>>>

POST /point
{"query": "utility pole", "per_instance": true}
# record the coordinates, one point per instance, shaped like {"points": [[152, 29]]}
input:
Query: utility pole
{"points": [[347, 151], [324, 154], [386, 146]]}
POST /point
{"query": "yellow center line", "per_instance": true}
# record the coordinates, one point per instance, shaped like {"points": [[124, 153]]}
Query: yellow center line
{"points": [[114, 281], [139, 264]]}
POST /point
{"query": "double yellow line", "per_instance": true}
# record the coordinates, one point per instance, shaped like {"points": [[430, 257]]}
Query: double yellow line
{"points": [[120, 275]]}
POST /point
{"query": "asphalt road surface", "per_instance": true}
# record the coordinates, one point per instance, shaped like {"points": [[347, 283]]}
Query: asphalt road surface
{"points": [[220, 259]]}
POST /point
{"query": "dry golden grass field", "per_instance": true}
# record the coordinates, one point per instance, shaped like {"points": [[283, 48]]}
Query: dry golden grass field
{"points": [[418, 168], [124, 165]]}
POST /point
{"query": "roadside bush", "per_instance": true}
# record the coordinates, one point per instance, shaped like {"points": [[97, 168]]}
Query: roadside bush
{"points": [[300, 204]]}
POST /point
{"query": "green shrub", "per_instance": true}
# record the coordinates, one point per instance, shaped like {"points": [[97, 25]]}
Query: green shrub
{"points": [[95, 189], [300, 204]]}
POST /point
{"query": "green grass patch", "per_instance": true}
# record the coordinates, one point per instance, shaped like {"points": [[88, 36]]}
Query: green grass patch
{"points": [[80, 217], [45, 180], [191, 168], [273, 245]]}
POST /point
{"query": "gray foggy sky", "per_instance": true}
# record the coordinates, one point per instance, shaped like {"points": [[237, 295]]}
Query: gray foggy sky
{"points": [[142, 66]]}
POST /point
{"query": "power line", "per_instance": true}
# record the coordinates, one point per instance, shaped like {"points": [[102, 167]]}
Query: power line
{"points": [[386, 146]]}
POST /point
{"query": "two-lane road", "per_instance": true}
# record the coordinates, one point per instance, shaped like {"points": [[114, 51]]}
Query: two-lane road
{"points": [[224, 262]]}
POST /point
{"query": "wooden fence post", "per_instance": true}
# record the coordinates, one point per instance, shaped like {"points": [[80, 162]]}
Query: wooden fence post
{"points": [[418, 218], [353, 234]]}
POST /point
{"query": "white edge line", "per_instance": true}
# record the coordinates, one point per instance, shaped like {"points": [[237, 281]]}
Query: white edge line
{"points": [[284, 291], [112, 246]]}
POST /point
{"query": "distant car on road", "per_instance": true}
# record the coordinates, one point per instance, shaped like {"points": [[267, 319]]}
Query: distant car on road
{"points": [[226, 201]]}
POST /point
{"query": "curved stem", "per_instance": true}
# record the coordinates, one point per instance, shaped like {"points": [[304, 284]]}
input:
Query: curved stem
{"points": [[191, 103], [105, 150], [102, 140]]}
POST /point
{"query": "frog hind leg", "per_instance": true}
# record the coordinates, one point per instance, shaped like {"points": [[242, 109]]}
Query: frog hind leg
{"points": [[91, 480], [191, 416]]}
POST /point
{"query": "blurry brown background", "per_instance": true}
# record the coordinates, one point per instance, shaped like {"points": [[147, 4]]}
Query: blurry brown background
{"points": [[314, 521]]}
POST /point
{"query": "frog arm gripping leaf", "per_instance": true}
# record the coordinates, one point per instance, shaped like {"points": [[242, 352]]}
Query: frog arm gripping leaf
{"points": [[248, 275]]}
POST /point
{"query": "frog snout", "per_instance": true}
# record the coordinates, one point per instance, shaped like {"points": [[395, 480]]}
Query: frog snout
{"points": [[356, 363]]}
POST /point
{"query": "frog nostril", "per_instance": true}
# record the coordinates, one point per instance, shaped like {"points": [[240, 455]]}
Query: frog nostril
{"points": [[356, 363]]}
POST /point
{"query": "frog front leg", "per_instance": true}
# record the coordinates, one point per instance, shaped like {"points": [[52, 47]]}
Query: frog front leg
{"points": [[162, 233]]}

<<<

Challenge
Produce an exact copy of the whole listing.

Complete response
POST /point
{"query": "utility pole", "per_instance": true}
# record the coordinates, one point per instance, shaped like {"points": [[152, 29]]}
input:
Query: utility pole
{"points": [[347, 151], [324, 154], [386, 146]]}
POST /point
{"query": "yellow center line", "per_instance": true}
# record the coordinates, one point per instance, shaped like {"points": [[124, 153]]}
Query: yellow center line
{"points": [[114, 281], [139, 264]]}
POST /point
{"query": "double yellow line", "per_instance": true}
# record the coordinates, one point per instance, shaped like {"points": [[430, 257]]}
Query: double yellow line
{"points": [[120, 275]]}
POST /point
{"query": "asphalt road surface", "per_instance": true}
# record the coordinates, one point per instance, shaped like {"points": [[347, 283]]}
Query: asphalt road surface
{"points": [[220, 259]]}
POST /point
{"query": "dry golden grass field", "per_instance": true}
# record the coordinates, one point per instance, shaped like {"points": [[283, 48]]}
Query: dry golden grass field
{"points": [[418, 168], [124, 165]]}
POST /point
{"query": "roadside bush", "per_instance": true}
# record the coordinates, one point per instance, shaped like {"points": [[97, 168]]}
Query: roadside bush
{"points": [[300, 204]]}
POST /point
{"query": "green shrub", "per_instance": true}
# record the coordinates, one point per instance, shaped like {"points": [[97, 25]]}
Query: green shrub
{"points": [[95, 189], [300, 204]]}
POST /point
{"query": "green grass patch", "per_instance": true}
# record the coordinates, one point per instance, shaped like {"points": [[88, 36]]}
Query: green grass patch
{"points": [[80, 217], [45, 180], [191, 168], [273, 245]]}
POST /point
{"query": "gray foggy sky", "per_instance": true}
# record the coordinates, one point per instance, shaped like {"points": [[237, 295]]}
Query: gray foggy sky
{"points": [[142, 66]]}
POST /point
{"query": "power line", "per_instance": true}
# record the coordinates, one point per instance, shaped like {"points": [[102, 167]]}
Query: power line
{"points": [[386, 146]]}
POST /point
{"query": "two-lane road", "per_instance": true}
# record the coordinates, one point per instance, shaped like {"points": [[114, 51]]}
Query: two-lane road
{"points": [[224, 262]]}
POST /point
{"query": "wooden fence post", "per_instance": true}
# record the coordinates, one point per instance, shaped like {"points": [[80, 162]]}
Query: wooden fence post
{"points": [[418, 218], [353, 234]]}
POST /point
{"query": "white edge line", "per_instance": true}
# record the coordinates, one point per instance, shaped like {"points": [[237, 281]]}
Query: white edge line
{"points": [[284, 291], [112, 246]]}
POST /point
{"query": "distant car on road", "per_instance": true}
# record the coordinates, one point per instance, shaped like {"points": [[267, 319]]}
Query: distant car on road
{"points": [[226, 201]]}
POST /point
{"query": "curved stem", "per_instance": true}
# record the coordinates, one point per instance, shaped like {"points": [[304, 284]]}
input:
Query: curved stem
{"points": [[191, 103], [105, 150], [102, 140]]}
POST /point
{"query": "frog hind leg", "per_instance": true}
# record the coordinates, one point per instance, shaped like {"points": [[242, 109]]}
Query: frog hind leg
{"points": [[91, 480], [191, 416]]}
POST /point
{"query": "blurry brown background", "per_instance": true}
# record the coordinates, one point per instance, shaped like {"points": [[147, 4]]}
Query: blurry brown background
{"points": [[314, 521]]}
POST /point
{"query": "frog arm gripping leaf", "per_instance": true}
# record the coordinates, one point per instance, shaped like {"points": [[242, 352]]}
Query: frog arm gripping leaf
{"points": [[248, 275]]}
POST /point
{"query": "frog snout", "per_instance": true}
# record the coordinates, one point per instance, shaped like {"points": [[395, 480]]}
Query: frog snout
{"points": [[356, 363]]}
POST /point
{"query": "frog nostril", "per_instance": true}
# record the coordinates, one point per instance, shaped like {"points": [[240, 455]]}
Query: frog nostril
{"points": [[356, 363]]}
POST /point
{"query": "frog front leg", "per_instance": true}
# record the coordinates, one point per instance, shaped like {"points": [[52, 47]]}
Query: frog front leg
{"points": [[162, 233]]}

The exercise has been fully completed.